| DESCRIPTION OF THE TASK |
Find the line that contains "Task: Find the brick". Repeat that line and all lines following it, exactly, through the end of the listing below.
********************
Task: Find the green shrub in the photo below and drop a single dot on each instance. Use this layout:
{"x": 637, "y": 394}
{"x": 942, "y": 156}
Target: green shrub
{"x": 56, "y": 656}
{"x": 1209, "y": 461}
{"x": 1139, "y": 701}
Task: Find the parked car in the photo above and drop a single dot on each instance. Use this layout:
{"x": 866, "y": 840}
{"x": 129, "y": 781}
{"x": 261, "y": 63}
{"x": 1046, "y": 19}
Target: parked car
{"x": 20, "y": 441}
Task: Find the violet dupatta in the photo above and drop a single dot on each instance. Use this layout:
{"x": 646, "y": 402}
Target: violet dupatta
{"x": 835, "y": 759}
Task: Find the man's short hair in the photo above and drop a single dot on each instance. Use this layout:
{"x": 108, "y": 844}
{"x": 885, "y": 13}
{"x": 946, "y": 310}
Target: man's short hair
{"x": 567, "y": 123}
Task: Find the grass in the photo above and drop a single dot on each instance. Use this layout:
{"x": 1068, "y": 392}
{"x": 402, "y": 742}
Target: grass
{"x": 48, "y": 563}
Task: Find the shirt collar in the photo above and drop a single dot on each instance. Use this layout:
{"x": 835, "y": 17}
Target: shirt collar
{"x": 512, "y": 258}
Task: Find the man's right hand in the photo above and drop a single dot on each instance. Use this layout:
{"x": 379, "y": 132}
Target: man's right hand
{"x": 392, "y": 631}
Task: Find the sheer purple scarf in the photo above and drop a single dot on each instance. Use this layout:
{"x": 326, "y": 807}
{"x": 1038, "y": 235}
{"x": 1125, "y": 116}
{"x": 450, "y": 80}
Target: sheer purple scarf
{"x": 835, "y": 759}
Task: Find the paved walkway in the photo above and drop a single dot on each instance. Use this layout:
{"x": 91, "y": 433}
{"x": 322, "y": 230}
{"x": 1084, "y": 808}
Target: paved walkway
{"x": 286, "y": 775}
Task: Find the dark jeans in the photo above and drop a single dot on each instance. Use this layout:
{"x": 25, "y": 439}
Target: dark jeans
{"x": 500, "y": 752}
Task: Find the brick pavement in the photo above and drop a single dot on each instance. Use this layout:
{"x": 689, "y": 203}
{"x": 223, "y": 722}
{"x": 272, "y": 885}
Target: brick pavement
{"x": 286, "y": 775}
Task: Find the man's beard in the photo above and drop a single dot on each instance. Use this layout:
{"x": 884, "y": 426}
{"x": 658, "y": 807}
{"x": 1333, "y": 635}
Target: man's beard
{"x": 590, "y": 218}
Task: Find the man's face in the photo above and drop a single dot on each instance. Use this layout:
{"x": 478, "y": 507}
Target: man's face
********************
| SOLUTION TO THE PROBLEM |
Task: Find the brick pavement in the photo above and drop a single dot on each instance. Use this layout:
{"x": 689, "y": 203}
{"x": 223, "y": 722}
{"x": 272, "y": 885}
Target: brick pavement
{"x": 286, "y": 775}
Task: Find the man's beard in the photo above and drop a single dot on each instance. Use this layout:
{"x": 884, "y": 426}
{"x": 658, "y": 807}
{"x": 1333, "y": 635}
Target: man's beard
{"x": 590, "y": 218}
Task: Find the man's face in the photo above and drop a single dot on each instance. Use this layout:
{"x": 478, "y": 507}
Target: man's face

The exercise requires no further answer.